**WHAT TO DO**
Only the lines from the one containing "Where can you spot the woman's right" to the end of the entries should be written out, each exactly as it stands, both ends included.

**EXTRACTED MATERIAL**
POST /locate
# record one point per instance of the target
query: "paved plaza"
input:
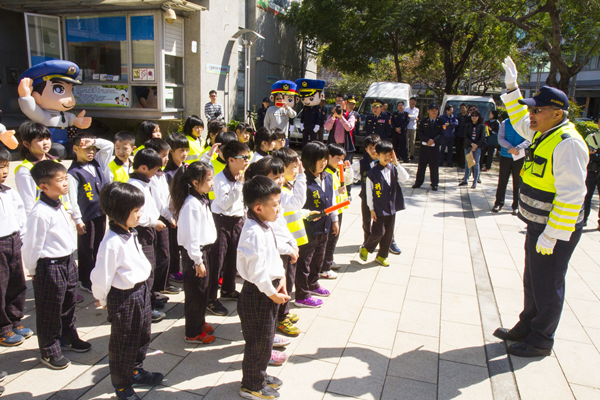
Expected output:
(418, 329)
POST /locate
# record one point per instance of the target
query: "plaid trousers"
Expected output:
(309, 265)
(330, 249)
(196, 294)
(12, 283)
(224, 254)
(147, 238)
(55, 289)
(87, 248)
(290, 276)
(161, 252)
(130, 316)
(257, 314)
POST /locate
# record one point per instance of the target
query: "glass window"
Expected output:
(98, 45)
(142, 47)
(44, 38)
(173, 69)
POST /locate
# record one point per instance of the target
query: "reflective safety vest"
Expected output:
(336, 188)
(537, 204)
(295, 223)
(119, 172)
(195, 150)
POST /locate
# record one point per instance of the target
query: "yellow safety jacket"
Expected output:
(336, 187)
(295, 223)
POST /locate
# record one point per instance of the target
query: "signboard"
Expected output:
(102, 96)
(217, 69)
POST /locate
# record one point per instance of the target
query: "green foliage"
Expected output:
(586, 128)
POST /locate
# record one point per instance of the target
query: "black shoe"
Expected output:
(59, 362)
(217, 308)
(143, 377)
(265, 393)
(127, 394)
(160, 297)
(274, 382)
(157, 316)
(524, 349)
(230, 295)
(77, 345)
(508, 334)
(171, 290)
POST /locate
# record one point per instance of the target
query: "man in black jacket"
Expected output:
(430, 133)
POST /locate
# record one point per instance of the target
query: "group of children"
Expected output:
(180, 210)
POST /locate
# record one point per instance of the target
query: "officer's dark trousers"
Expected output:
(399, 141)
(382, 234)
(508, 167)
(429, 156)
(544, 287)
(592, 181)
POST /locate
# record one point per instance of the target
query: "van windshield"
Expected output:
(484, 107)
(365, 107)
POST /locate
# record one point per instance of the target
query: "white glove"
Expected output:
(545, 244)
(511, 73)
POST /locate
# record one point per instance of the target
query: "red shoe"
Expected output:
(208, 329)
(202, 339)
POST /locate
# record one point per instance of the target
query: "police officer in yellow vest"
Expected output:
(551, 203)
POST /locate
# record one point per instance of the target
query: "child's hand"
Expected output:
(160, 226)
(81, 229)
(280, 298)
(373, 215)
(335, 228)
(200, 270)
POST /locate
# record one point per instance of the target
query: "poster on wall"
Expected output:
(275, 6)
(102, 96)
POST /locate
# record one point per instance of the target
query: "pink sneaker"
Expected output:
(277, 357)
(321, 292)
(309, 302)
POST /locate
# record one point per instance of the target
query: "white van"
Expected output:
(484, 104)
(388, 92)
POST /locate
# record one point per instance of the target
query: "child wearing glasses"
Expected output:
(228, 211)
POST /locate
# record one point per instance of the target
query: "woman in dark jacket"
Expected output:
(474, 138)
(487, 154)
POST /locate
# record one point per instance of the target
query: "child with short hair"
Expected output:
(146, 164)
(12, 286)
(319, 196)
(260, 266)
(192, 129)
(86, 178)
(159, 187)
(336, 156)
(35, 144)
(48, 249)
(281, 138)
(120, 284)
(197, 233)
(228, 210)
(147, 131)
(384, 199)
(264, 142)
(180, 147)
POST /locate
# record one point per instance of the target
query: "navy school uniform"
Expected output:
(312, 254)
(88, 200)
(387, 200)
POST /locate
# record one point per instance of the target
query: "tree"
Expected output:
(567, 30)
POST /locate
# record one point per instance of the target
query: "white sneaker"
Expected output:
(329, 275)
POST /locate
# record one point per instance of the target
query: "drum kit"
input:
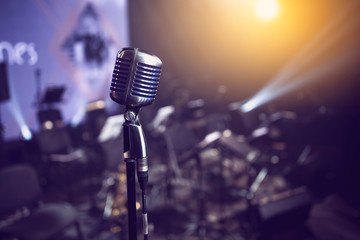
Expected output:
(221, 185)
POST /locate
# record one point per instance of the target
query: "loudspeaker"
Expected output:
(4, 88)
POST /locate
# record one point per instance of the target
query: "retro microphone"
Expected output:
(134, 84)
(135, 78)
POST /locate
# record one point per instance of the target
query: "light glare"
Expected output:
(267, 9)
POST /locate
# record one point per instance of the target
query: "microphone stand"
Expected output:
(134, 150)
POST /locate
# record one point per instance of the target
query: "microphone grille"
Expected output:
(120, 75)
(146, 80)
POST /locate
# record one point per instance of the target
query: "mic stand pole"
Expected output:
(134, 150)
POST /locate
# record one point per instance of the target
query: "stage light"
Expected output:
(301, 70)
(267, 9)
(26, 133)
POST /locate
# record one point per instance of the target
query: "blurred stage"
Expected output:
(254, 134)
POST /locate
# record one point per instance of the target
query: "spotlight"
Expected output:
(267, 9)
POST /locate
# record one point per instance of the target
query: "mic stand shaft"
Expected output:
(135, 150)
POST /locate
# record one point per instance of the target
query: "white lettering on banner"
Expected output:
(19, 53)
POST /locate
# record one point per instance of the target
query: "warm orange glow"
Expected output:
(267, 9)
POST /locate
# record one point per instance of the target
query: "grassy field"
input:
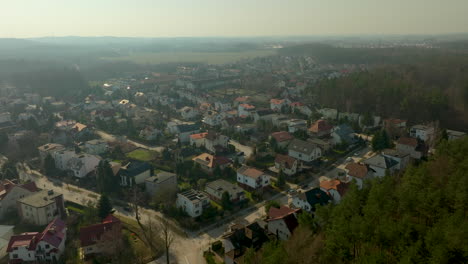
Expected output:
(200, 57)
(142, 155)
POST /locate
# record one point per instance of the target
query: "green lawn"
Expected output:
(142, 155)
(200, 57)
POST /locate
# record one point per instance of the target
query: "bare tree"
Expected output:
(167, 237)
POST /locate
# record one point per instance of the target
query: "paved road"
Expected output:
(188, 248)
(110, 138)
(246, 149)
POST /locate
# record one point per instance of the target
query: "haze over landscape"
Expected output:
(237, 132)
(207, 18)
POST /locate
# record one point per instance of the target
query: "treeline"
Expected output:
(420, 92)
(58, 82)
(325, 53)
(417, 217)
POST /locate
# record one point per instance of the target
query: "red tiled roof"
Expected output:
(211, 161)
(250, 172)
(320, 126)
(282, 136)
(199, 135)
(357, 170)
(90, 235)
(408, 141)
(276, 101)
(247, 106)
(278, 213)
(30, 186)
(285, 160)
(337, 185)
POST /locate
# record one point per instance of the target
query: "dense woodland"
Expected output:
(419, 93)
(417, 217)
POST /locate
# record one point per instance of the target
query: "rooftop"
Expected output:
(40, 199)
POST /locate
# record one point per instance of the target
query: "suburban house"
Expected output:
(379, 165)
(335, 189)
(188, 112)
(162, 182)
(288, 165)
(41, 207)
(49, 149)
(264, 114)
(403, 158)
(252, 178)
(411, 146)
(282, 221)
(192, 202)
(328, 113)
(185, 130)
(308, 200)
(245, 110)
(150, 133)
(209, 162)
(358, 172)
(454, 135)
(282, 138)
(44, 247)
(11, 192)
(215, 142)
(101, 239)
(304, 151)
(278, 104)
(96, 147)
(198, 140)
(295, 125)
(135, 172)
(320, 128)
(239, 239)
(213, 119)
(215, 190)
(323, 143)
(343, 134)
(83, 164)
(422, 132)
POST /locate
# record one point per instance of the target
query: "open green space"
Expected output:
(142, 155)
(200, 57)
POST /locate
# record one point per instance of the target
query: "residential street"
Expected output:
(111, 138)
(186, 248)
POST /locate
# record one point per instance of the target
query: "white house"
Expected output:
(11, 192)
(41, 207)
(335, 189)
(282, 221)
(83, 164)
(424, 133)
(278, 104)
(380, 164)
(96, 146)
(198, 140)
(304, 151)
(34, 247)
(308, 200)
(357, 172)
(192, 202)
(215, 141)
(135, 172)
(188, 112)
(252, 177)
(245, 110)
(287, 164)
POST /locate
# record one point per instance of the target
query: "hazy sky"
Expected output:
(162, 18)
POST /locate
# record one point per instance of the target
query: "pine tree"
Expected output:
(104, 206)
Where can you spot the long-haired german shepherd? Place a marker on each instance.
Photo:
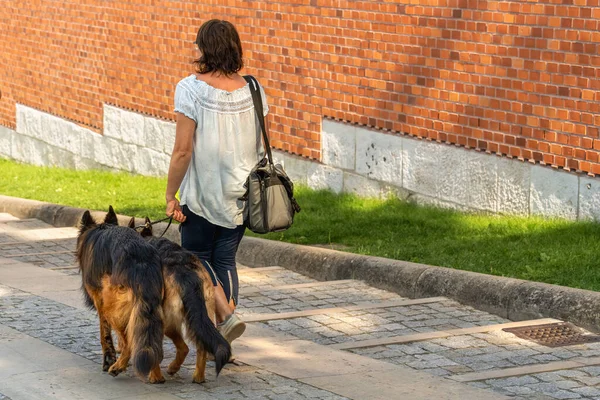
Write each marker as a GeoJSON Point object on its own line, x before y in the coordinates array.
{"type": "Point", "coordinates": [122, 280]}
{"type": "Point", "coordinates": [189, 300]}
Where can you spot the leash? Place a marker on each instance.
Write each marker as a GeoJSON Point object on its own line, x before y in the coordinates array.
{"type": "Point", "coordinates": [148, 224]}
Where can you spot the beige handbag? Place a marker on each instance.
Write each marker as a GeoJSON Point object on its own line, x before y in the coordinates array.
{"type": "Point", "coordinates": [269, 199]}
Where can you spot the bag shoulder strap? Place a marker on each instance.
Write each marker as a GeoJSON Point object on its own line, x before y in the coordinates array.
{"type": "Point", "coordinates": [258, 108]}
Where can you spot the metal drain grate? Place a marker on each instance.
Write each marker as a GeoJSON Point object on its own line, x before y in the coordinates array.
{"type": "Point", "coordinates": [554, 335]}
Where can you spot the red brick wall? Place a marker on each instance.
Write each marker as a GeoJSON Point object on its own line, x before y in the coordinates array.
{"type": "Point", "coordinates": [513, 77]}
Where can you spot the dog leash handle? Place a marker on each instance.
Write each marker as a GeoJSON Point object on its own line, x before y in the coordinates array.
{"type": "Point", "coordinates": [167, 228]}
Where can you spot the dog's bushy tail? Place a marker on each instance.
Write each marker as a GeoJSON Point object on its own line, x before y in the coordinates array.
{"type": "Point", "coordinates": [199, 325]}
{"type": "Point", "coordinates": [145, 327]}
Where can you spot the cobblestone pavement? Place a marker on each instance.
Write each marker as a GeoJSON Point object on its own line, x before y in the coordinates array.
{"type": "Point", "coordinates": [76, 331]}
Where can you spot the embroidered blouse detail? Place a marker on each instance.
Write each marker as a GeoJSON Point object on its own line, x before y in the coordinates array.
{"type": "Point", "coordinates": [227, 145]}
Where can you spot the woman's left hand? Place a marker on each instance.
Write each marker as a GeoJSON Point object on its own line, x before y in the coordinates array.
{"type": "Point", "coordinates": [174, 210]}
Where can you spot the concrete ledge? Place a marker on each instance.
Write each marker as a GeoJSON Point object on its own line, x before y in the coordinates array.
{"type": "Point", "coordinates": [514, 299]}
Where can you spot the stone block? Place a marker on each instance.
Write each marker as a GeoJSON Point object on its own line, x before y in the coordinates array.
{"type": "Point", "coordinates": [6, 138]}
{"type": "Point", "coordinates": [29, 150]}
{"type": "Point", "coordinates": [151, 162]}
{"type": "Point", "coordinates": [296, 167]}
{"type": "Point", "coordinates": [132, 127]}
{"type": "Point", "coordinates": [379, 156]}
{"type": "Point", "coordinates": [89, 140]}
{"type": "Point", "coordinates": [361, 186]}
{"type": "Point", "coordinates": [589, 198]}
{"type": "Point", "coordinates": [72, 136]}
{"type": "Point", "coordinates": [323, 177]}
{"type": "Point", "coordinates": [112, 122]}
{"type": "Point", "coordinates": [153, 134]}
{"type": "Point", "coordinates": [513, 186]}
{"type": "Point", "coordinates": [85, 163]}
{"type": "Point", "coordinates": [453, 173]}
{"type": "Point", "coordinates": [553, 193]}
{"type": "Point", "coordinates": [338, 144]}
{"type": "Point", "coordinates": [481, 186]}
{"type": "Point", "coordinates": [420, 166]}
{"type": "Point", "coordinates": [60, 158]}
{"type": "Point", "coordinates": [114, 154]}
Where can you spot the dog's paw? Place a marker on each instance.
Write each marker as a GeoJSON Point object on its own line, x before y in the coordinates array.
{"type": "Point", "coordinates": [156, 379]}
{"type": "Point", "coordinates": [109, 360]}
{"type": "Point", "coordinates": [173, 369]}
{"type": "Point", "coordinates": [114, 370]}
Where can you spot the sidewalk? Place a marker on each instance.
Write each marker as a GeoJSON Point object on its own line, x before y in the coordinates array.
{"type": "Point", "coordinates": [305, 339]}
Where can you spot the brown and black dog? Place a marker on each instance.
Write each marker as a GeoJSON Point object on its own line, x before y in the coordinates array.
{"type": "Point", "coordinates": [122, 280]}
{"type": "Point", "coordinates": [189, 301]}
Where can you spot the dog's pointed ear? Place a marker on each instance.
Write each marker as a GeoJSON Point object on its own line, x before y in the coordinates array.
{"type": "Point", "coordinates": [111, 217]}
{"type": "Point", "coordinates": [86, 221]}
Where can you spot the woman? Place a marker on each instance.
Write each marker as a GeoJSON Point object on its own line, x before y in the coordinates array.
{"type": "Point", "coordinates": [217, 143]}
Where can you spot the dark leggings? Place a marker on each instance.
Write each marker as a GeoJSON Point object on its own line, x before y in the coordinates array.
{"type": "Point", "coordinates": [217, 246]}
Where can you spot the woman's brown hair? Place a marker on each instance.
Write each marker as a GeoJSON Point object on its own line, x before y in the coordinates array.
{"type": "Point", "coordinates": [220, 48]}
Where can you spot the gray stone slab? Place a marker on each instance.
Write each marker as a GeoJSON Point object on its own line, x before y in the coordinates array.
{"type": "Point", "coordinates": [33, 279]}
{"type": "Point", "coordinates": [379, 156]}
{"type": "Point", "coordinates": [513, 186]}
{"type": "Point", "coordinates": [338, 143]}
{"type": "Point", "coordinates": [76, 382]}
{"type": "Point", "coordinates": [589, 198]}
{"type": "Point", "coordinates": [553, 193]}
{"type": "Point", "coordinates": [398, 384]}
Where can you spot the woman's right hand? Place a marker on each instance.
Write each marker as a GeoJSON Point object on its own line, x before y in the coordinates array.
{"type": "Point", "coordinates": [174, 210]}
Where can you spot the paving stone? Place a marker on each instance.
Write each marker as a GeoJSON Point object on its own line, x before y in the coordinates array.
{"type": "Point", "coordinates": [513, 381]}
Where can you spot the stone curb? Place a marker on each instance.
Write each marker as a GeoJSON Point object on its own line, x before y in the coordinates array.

**SOLUTION TO THE PROBLEM**
Where can you spot the woman's right hand? Place a marker on each instance.
Write each marker as a GeoJSON Point object on its own line, x before y in the coordinates array.
{"type": "Point", "coordinates": [174, 210]}
Where can you spot the paving stone? Place a marker on each instance.
Write each marker as a GeoJSON Point object on its own line, x before y in the coordinates array.
{"type": "Point", "coordinates": [513, 381]}
Where can you spot the stone curb? Place a marker on each instance.
Write each marker as a GeoJSON Point object on its own line, x before y in the coordinates array.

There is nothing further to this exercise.